Work to be completed: Could you convert the records below into a two-column CSV with the header instruction,response and one row per record? Put each record's text and its answer in a double-quoted field apiece, replacing every line break with a space.

Given information:

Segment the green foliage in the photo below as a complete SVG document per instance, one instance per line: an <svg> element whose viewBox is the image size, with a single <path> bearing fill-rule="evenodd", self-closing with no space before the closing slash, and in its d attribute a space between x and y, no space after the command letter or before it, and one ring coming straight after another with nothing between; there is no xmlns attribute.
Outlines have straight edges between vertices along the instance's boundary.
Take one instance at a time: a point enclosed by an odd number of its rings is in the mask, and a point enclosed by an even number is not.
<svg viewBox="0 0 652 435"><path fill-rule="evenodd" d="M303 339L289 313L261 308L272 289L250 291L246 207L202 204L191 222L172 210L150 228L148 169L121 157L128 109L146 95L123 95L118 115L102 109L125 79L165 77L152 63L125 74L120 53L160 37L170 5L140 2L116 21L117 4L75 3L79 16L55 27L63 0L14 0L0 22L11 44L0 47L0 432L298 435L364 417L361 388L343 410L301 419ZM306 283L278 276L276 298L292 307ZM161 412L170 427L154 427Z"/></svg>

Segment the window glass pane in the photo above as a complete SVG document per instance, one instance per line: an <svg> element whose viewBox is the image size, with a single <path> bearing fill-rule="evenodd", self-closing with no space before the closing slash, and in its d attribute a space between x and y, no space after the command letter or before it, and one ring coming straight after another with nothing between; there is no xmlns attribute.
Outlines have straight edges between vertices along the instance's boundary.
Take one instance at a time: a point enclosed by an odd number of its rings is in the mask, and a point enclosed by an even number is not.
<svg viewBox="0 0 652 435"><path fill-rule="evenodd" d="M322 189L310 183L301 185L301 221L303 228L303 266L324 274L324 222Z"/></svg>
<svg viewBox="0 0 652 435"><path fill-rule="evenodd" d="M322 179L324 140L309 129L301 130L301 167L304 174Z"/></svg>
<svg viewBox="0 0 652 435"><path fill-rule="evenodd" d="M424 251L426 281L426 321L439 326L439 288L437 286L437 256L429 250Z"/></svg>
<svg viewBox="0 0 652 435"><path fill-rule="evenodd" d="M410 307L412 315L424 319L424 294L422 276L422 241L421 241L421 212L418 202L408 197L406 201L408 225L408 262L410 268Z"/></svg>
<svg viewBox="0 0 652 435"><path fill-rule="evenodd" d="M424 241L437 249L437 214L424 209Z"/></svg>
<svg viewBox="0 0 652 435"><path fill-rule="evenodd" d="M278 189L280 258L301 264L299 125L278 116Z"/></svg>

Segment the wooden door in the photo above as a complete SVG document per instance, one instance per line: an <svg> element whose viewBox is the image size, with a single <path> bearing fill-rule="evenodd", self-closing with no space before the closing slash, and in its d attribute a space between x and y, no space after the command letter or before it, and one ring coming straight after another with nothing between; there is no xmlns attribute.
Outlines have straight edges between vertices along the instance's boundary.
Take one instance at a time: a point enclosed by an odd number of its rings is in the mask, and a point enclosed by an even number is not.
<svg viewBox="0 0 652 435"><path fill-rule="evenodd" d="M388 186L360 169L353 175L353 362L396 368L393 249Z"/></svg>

Finished task:
instruction,response
"Segment the green foliage in the photo below as a complete SVG document per instance, one instance per line: an <svg> element whose viewBox is the image size, with a single <path> bearing fill-rule=""evenodd"", self-closing with no space before the closing slash, and in its d attribute a space between x and y, no space after the command letter or before it, and one ring coming straight after another with nothing between; there is no xmlns attribute. Outlines have straight edges between vertices along the instance's boundary. Take one instance at a time: a point enclosed by an odd number of its rings is in the mask, and a point enclosed by an even number is not.","<svg viewBox=""0 0 652 435""><path fill-rule=""evenodd"" d=""M303 339L289 313L261 308L272 289L250 291L246 207L202 204L191 222L172 210L150 228L148 169L121 157L128 109L146 95L123 95L118 115L102 109L125 79L165 77L152 63L125 74L120 53L160 37L170 5L140 2L116 21L117 4L75 3L79 16L55 27L63 0L14 0L0 22L11 44L0 47L0 432L298 435L364 417L361 388L343 410L301 419ZM306 283L278 276L276 298L292 307ZM161 412L170 427L154 427Z""/></svg>"
"Segment the window glass pane in the photo above as a complete SVG document per instance, one instance per line: an <svg> element whose viewBox is the image size, with a single <path> bearing fill-rule=""evenodd"", self-closing with no space before the closing slash, and in its d attribute a space between x and y, no space after the command letter or before it, and one ring coming straight after another with nothing between; there is no xmlns attribute. Outlines have straight edges between vertices along the instance's boundary. Take one instance at a time: a point enclosed by an odd number of its rings is in the mask, and a point enclosed by an even number is not.","<svg viewBox=""0 0 652 435""><path fill-rule=""evenodd"" d=""M322 189L310 183L301 185L301 221L303 228L303 266L324 274L324 222Z""/></svg> <svg viewBox=""0 0 652 435""><path fill-rule=""evenodd"" d=""M322 179L324 140L309 129L301 130L301 167L304 174Z""/></svg> <svg viewBox=""0 0 652 435""><path fill-rule=""evenodd"" d=""M424 251L426 281L426 321L439 326L439 288L437 286L437 256L429 250Z""/></svg> <svg viewBox=""0 0 652 435""><path fill-rule=""evenodd"" d=""M410 307L412 315L424 319L424 294L422 276L422 241L421 241L421 212L418 202L408 197L406 201L408 225L408 262L410 268Z""/></svg> <svg viewBox=""0 0 652 435""><path fill-rule=""evenodd"" d=""M424 241L437 249L437 214L424 209Z""/></svg> <svg viewBox=""0 0 652 435""><path fill-rule=""evenodd"" d=""M278 189L280 258L301 264L299 125L278 116Z""/></svg>"
"Segment the wooden door in the photo above as a complete SVG document per instance, one instance per line: an <svg> element whose viewBox is the image size, with a single <path> bearing fill-rule=""evenodd"", self-closing with no space before the closing slash, and in its d attribute a space between x and y, no space after the command letter or before it, and one ring coming straight after another with nothing between; there is no xmlns attribute. Outlines have straight edges between vertices along the instance's boundary. Take one instance at a time: a point enclosed by an odd number of its rings is in the mask, and a point enclosed by an even number is not.","<svg viewBox=""0 0 652 435""><path fill-rule=""evenodd"" d=""M388 186L360 169L353 175L353 362L396 368L393 249Z""/></svg>"